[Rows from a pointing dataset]
_ _ _ _ _ _ _

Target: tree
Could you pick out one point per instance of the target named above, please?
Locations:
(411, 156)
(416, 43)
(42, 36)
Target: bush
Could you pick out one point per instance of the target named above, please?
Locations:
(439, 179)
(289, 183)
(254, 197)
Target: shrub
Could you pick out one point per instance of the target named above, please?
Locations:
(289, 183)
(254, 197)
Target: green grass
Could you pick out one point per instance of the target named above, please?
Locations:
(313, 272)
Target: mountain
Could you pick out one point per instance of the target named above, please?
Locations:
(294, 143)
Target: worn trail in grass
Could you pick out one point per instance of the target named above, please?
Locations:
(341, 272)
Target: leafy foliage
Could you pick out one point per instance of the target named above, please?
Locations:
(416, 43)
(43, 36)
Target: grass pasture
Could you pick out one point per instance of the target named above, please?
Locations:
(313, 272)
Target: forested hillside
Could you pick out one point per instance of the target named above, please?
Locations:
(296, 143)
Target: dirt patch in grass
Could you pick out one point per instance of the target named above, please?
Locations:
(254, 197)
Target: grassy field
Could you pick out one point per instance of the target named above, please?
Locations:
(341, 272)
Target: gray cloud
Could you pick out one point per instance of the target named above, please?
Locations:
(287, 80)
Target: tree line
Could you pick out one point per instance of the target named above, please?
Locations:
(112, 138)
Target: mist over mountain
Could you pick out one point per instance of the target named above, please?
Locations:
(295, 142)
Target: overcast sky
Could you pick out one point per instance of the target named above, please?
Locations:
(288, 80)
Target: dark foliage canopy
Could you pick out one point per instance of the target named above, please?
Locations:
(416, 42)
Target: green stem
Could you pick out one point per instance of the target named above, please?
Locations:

_ _ _ _ _ _ _

* _Exercise objective_: Please change every "Locations" in the items to "Coordinates", leaving everything else unchanged.

* _Result below_:
Target: tree
Could you pick out one point per instance of the target named above, please?
Coordinates:
(411, 156)
(416, 43)
(42, 36)
Target: bush
Could you pick out one point per instance of the target named above, please?
Coordinates:
(439, 179)
(289, 183)
(254, 197)
Target: shrub
Could you pick out one point per instance of the target named above, please?
Coordinates:
(289, 183)
(254, 197)
Target: green grass
Could you pick out one point per instance of the target named above, please?
Coordinates:
(313, 272)
Target: mountain
Could you pick out one point per instance of the target named above, please?
Coordinates:
(294, 143)
Target: worn trail in grass
Could you pick out one point per instance of the target named above, please?
Coordinates:
(341, 272)
Target: leafy foliage
Could you pick out one point per instance of the target named above, please?
Coordinates:
(416, 43)
(43, 36)
Target: grass pasture
Could you pick out one point per instance of the target named above, please?
Coordinates:
(313, 272)
Target: forested hillside
Could you pick out one point per instance of the target named above, please?
Coordinates:
(296, 143)
Target: dirt patch in grass
Could you pick out one point per instance of the target named above, please?
Coordinates:
(254, 197)
Target: grassy field
Could you pick out one point per instance of the target named above, please?
Coordinates:
(341, 272)
Target: gray cloud
Could you pick out one point per instance of the target named above, please?
Coordinates:
(287, 80)
Target: tree line
Could you pick out one point per instance of the target named above, please?
Coordinates:
(112, 138)
Target: mist over mountain
Could you pick out one point per instance of the target named above, please?
Coordinates:
(295, 142)
Target: overcast sky
Could you pick out one point per instance of the target named above, please?
Coordinates:
(288, 80)
Target: dark foliage canopy
Could you pick out one point per instance of the target named above, please?
Coordinates:
(416, 42)
Target: green stem
Could you pick out one point per instance of the target named above, please?
Coordinates:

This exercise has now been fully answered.